[Esercizi proposti]
A) Quanti anni ha Jacinda Ardern secondo il brano sulla sigaretta elettronica nelle politiche anti-fumo?
B) Prosegui il brano sulla sigaretta elettronica nelle politiche anti-fumo a partire dal punto in cui si interrompe.

[Brano di testo]
—————

“La sigaretta elettronica può fare la differenza nelle politiche anti-fumo”.
Lo sostiene, udite-udite, il Primo Ministro della Nuova Zelanda.
Ebbene si, il Capo del Governo della Nuova Zelanda, al secolo Jacinda Kate Laurell Ardern.
Appena 42 anni, anche leader del Partito Laburista nazionale, la giovane premier è, con il suo Governo, assestata in una posizione chiaramente pro-svapo.
Una posizione che si inquadra, ovviamente, nel più ampio discorso del problema tabagismo.
A differenza, però, dei cugini australiani, l’idea dei neozelandesi – nell’approcciare la tematica fumo – non è mai stata quella di procedere ad aumenti di prezzi ad oltranza.
La questione del tabagismo non la si può risolvere o affrontare con un rialzo del costo dei pacchetti – ha commentato il Capo dell’Esecutivo neozelandese – ma attraverso diverse strategie che puntino alla ricerche di alternative che siano più sicure”.
L’Australia, appunto, poc’anzi citato.
L’approccio nella terra dei canguri, prima menzionata, è nettamente differente: li, come detto, la sigaretta si combatte attraverso una guerra sui prezzi che è arrivata a far schizzare il costo ad una media di circa 20 euro.
Venti euro.

—————

[Voci fornite]

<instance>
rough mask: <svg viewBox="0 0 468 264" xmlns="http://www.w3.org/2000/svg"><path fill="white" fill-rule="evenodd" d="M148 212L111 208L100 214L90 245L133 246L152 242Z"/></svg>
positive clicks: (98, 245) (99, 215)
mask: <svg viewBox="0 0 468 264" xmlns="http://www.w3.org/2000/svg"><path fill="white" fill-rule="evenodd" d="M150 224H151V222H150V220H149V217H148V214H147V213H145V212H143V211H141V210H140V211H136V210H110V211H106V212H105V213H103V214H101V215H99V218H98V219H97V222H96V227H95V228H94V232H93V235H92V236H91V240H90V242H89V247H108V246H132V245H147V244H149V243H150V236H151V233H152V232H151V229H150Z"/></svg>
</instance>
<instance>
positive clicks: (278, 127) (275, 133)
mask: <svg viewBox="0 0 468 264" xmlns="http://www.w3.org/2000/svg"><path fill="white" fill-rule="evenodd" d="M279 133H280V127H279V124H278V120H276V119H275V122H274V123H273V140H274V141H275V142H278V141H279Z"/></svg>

—————

[Esercizi svolti]
A) 42 anni.

B)
In parole povere un fumatore “normale”, che brucia un pacchetto al giorno, deve preventivare in bilancio una uscita annua per 7.300 euro.
Quasi quasi il costo di una utilitaria.
Ma torniamo alle cose neozelandesi.
“Esiste un’alternativa che funziona molto bene per le persone al fine di smettere di fumare e questa alternativa è lo svapo – ha sottolineato ancora la Aedern – Sappiamo che la sigaretta elettronica sta facendo la differenza per coloro che ora smettono di fumare e quindi è uno strumento importante”.
Parole che sono ancestralmente lontane dalla nostra realtà.
Altra dimensione, altro contesto.
Ultimo aspetto: la nuova normativa sulle e-cig, prossima a divenire ufficiale, consentirà la vendita dei prodotti del vaping in una rosa ancora più ampia di esercizi commerciali.
Un prodotto sempre più a portata di mano per sanare, con un approccio quanto più intensivo, la piaga del fumo.